[Records from a data source]
☆ ☆ ☆ ☆
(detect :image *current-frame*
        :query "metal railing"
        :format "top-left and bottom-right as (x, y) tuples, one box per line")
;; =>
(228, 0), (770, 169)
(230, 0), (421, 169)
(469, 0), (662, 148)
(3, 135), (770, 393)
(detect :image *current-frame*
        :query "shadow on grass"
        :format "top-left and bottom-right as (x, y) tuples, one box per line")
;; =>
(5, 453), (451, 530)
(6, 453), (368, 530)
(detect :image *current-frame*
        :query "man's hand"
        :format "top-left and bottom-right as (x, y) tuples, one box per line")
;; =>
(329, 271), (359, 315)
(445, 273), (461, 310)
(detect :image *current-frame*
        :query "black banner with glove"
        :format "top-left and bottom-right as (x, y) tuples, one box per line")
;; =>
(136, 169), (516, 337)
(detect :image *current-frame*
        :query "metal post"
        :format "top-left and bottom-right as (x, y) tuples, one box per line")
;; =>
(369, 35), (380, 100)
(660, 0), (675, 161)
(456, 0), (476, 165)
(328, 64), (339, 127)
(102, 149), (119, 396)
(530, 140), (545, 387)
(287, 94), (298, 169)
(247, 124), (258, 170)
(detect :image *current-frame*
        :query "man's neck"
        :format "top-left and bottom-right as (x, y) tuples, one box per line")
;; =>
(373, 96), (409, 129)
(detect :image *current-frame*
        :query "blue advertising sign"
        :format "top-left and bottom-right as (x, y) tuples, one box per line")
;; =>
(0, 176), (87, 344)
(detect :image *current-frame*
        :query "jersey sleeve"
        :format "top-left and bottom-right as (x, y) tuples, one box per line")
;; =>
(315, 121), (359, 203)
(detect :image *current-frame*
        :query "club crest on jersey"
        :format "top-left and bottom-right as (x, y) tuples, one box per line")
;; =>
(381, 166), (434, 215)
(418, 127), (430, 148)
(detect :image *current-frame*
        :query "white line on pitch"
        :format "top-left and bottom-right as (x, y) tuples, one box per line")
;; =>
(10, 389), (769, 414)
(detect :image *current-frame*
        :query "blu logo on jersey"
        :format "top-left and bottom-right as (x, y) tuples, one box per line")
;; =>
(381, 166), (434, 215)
☆ ☆ ☆ ☆
**What this task involves**: The records above are to be copied out exactly, line for line.

**Written solution**:
(detect :image *current-frame*
        :query "metal railing"
        :format "top-left and bottom-right as (x, y) tuples, one box per line")
;; =>
(228, 0), (770, 169)
(230, 0), (421, 169)
(469, 0), (662, 148)
(3, 135), (770, 393)
(detect :image *current-frame*
        :query "shadow on grass"
        :format "top-left and bottom-right as (x, y) tuples, one box per line")
;; =>
(5, 453), (451, 530)
(6, 453), (368, 530)
(detect :image *current-frame*
        :query "man's hand"
        :format "top-left and bottom-right as (x, y) tuples, one box per line")
;; =>
(329, 271), (359, 315)
(445, 273), (461, 310)
(detect :image *current-frame*
        :query "black banner with glove"
        :format "top-left and bottom-right as (x, y) tuples, one box per line")
;; =>
(136, 169), (516, 337)
(detect :image *current-frame*
        :query "metal post"
        :format "top-left and bottom-right as (x, y) tuples, one box per line")
;; =>
(369, 35), (380, 100)
(660, 0), (675, 161)
(456, 0), (476, 165)
(328, 64), (339, 127)
(102, 149), (119, 396)
(530, 140), (545, 387)
(287, 94), (298, 169)
(247, 124), (258, 170)
(detect :image *current-frame*
        :query "man's neck"
        :format "top-left and bottom-right as (x, y) tuples, one box per line")
;; =>
(373, 96), (409, 129)
(detect :image *current-frame*
        :query "blue advertising sign"
        :format "top-left and bottom-right as (x, y) tuples, one box per line")
;; =>
(0, 176), (87, 344)
(detect :image *current-frame*
        :query "jersey sleeve"
        :format "top-left and bottom-right as (x, y) tuples, one box per line")
;; =>
(315, 121), (359, 203)
(detect :image *current-frame*
        :query "club crest on jersey"
        :format "top-left and bottom-right as (x, y) tuples, one box per line")
;; =>
(381, 166), (434, 215)
(418, 127), (430, 148)
(detect :image *current-frame*
        :query "white line on pitch"
        :format "top-left and bottom-right as (x, y) tuples, one box per line")
;; =>
(10, 389), (769, 414)
(detect :image *current-frame*
        :query "blu logo on jersey"
        :format "top-left and bottom-right as (x, y) tuples, one box per line")
;; =>
(381, 166), (434, 215)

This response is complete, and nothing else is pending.